Saved entries:
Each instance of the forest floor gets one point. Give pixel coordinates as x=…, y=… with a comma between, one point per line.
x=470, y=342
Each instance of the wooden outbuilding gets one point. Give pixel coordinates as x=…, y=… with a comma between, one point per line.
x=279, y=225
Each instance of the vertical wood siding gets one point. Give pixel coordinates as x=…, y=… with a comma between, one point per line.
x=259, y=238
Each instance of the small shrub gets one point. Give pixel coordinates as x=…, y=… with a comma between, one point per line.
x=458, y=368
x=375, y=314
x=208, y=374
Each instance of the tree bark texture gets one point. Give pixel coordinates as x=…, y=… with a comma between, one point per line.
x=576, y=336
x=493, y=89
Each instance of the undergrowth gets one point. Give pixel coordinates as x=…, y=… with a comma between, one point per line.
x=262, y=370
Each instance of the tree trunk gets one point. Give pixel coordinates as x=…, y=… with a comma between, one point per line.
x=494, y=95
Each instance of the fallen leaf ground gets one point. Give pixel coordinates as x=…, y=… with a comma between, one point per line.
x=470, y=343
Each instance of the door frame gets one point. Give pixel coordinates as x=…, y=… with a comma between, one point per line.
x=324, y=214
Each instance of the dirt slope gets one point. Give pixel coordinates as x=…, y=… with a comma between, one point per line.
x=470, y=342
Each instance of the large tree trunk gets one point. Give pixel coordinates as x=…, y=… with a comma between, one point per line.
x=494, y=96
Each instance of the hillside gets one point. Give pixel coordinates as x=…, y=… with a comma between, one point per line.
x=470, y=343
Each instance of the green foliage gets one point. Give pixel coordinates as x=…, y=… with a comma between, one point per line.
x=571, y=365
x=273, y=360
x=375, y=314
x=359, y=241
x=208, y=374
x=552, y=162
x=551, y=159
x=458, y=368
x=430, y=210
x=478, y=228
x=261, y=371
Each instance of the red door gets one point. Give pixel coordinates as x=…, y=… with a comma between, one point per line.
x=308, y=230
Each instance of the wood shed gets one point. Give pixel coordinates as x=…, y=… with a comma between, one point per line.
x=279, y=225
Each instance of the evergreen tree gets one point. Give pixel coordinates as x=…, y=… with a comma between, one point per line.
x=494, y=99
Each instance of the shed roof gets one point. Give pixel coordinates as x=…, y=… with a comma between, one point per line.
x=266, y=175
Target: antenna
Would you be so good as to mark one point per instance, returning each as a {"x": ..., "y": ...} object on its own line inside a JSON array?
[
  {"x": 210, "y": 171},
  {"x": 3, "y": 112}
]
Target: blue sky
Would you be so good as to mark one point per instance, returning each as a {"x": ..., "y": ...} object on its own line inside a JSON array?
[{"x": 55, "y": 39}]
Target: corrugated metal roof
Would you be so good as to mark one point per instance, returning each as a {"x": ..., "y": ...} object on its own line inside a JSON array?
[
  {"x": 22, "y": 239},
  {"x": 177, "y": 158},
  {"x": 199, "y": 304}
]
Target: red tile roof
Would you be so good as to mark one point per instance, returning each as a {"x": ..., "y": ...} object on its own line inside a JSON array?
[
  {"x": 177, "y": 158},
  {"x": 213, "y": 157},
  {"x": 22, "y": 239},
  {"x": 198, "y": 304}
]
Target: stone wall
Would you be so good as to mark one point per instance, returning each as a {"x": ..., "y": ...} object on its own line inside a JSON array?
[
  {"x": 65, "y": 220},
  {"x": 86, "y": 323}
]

TASK DIRECTIONS:
Copy out the lines beginning at the one that contains "Target: antenna". Stop at the final line of the data, and include it.

WORKED SOLUTION:
Target: antenna
Would you be so good as to mark one point per instance, returning each as a {"x": ..., "y": ...} object on its own line inside a JSON array?
[
  {"x": 210, "y": 171},
  {"x": 3, "y": 112}
]
Target: blue sky
Would you be so good as to mark one point per instance, returning each as a {"x": ..., "y": ...} object on its own line inside a JSON array?
[{"x": 55, "y": 39}]
Target: corrugated metal roof
Would you be so good as to mark one point per instance, returning each as a {"x": ..., "y": ...} object on its own line inside a JSON array?
[
  {"x": 22, "y": 239},
  {"x": 177, "y": 158},
  {"x": 199, "y": 304}
]
Target: red tile roof
Would you be so good as to mark one point per instance, returning each as a {"x": ..., "y": ...} object on its own line inside a JSON array?
[
  {"x": 177, "y": 158},
  {"x": 213, "y": 157},
  {"x": 22, "y": 239},
  {"x": 198, "y": 304}
]
Target: stone wall
Would you be so good as to mark one point per instance, returning each as a {"x": ..., "y": ...} object on its own line inside a JSON array?
[
  {"x": 65, "y": 220},
  {"x": 86, "y": 323}
]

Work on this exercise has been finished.